What is being asked:
Please continue the article on mixing GNSS receiver brands on a job site from the point where it stops.

GNSS Interoperability - Mixing Receiver Brands on the Same Job Site

Randy NolandI have received several emails over the past few months asking about using different brands of RTK GPS receivers together on the same job site. Questions such as “Is it possible to use a..."

  • Trimble base station with a Topcon rover?
  • a Leica or Septentrio rover with a Javad GNSS base station?

  • what about a legacy Topcon receiver with Ashtech or Navcom rovers?

The short answer is yes. However, a basic understanding of how real time kinematic (RTK) GPS positioning, communication protocol and GNSS constellations is important.

The Basics
In its simplest form, Global Positioning System (GPS) is a space-based global navigation satellite system (GNSS) that provides location and time information in all weather, anywhere on or near the Earth where there is an unobstructed line of sight to four or more GPS satellites. The GPS constellation is maintained by the United States government and is freely accessible by anyone with a GPS receiver with some technical limitations that are only removed for military users. The required minimum number of satellites to provide visibility (thus a positional solution) for 95% of the earth is 24. This defines a functional, constellation.

There are other satellite systems or constellations provided by other government agencies around the globe. Here is a current list but know these change over time as additional constellations are planned and new technology emerges.

GPS - United States
GLONASS - Russian Federation
GALILEO - European Union

It is worth mentioning that while GPS, GLONASS, GALILEO and COMPASS are the generally recognized GNSSs, a discussion of further navigation satellite systems would not be complete without mentioning Space based Augmentation Systems (SBAS) and Regional Navigation Satellite System (RNSS). I will only mention these for now as other possible sources for positional data.

Multi-GNSS receiver
As noted above, there are multiple sources for GNSS data. In order to utilize all the additional signals, the receiver must be designed to receive and process more than one satellite system. Multi-GNSS offers significant opportunities and challenges to GNSS technology, system and application developers. As navigation and positioning applications become more widespread, end user demands are increasing. Multi-GNSS offers opportunities to improve performance to meet increasing user demands. Benefits can also include improved integrity, continuity and accuracy, depending on the situation and priorities of the application. 3D machine control is considered a demanding application due to the speed of the machines and the impact on the increased productivity. If a machine is positioned incorrectly, the consequences can be very expensive so any technology or procedures that improve performance are of course welcome.

Delivering Corrections - Real Time Kinematic (RTK)

Above we talk about using one receiver, whether single or multi-GNSS compatible. This is the moving receiver or rover . In order to achieve higher accuracy, a second receiver must be added - a base station. The base station must be set up over a known point and not move - it must be static. The base station receiver and the rover receiver both need to see at least the same four satellites at the same time. The higher number of common satellites, the better the accuracy and the faster the acquisition.

There is another component to make this all sing. At the same time both GNSS receivers are getting common satellite data, a correction must be broadcast from the base station to the rover (or more than one rover). This is typically accomplished with a radio signal.  Satellites, cellular connections and the internet can also be used.

Please see two of Joe Sass’s articles for more information:
“GNSS RTK Data Links”


“Why Standards? Interoperability through RTCM and NMEA”
As Joe points out in these articles, standards will produce the most interoperability. But in the interim, there are work-arounds as we will discuss later in the article.

Items listed in a dataset:

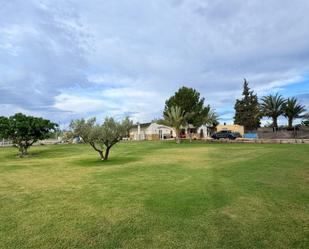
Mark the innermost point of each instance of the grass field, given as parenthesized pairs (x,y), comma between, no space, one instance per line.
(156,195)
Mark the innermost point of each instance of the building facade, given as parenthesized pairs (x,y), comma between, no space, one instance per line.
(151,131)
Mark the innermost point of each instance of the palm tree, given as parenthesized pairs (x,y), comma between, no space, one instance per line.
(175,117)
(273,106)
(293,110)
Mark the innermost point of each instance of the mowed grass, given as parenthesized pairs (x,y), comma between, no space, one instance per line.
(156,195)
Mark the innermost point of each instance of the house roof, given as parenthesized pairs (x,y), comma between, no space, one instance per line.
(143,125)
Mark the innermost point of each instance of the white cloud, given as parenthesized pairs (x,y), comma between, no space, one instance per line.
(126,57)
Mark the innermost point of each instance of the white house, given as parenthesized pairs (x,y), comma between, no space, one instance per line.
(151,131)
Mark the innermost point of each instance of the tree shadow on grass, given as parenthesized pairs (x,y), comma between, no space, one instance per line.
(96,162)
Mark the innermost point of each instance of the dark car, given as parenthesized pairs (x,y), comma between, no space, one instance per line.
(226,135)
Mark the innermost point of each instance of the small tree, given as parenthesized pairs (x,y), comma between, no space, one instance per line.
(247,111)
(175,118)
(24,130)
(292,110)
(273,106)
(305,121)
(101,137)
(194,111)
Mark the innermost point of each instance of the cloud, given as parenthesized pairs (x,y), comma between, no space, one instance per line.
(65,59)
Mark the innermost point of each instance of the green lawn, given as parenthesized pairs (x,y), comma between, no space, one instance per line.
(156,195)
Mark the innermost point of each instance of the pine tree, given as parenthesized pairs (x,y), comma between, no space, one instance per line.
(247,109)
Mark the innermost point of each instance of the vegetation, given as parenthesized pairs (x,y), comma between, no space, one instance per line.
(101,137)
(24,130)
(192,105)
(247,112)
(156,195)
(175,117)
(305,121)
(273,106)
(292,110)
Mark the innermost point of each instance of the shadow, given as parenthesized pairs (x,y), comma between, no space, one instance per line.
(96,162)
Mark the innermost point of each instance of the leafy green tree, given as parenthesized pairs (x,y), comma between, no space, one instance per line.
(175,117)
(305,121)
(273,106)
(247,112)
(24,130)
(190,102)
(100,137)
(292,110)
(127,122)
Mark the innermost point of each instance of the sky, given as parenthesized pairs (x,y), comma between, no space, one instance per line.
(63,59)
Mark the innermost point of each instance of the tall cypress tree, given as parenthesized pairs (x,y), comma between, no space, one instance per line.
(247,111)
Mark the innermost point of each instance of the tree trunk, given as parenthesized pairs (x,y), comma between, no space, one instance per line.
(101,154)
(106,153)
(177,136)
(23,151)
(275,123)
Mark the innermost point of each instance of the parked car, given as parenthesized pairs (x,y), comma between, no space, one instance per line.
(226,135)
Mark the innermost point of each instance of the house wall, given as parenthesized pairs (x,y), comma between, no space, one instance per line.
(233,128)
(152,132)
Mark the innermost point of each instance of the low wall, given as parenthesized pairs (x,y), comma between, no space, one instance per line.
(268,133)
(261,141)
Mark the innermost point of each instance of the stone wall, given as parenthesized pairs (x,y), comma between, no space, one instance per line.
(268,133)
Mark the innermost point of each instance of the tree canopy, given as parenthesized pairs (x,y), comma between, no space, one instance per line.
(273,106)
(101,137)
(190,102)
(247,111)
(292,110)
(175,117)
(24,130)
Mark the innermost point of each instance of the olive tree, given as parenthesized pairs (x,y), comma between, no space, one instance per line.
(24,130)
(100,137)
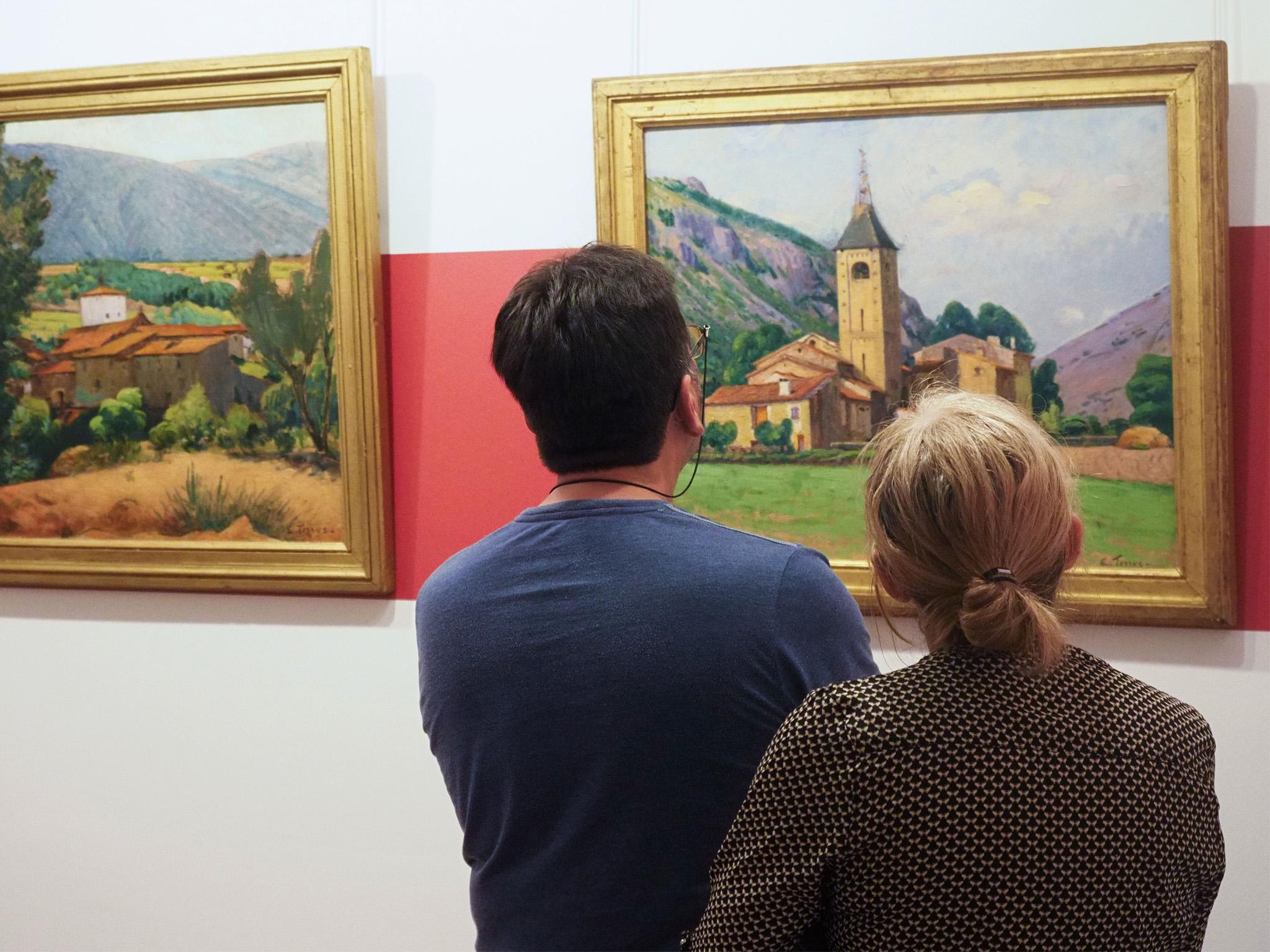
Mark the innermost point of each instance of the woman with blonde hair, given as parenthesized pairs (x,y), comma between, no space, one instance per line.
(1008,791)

Exercise answer:
Software, Software, Software

In addition to receivers seeing the same satellite constellations, delivering RTK corrections across a compatible radio method, there is software. Software plays a key role in a mixed GNSS receiver set up. One example (and there are many) is the software used to setup the base station, setup the rover, setup the radios and used to localize the site needs the ability to communicate to these multiple devices. This is accomplished through a device driver. If one software solution has multiple device drivers, these mixed tasks are easier due to a single software interface. For example, if a software can setup a Topcon base station along with the radios, localize the site, move the localization data to the rover system while also setting up that GNSS receiver and radio, the user/operator only has one user interface to learn.

Data file formats can be another challenge. Each GNSS receiver and software vendor may use different file formats to manage the system. It is paramount to understand the software’s compatibility with the different formats you may encounter when using multiple brands. File types may include localization files, surface files, line files, point files, road alignment files, etc.

Overview Contribution by MachineControlOnline Reader - Brad Hampton

In my article introduction, I wrote that Ive received several emails asking about mixing GNSS receiver brands. I had not taken the time to write until I received an email from MCO reader Brad Hampton, a senior surveyor at LNB Construction located in Merritt, British Columbia.  Brad offered information on how he has accomplished a compatible workflow using multiple brands of GNSS receivers and software.

Brads writes:


My name is Brad and I have been surveying for a construction company out of BC Canada called LNB Construction.

Something I have been able to accomplish in my 7 years is how to run Trimble-brand GPS machines off of a Topcon base.  I see many posts on the internet from surveyors and contractors wondering if this is possible... I thought maybe your website would be interested in contacting me so we could do an article on blending survey brands like this.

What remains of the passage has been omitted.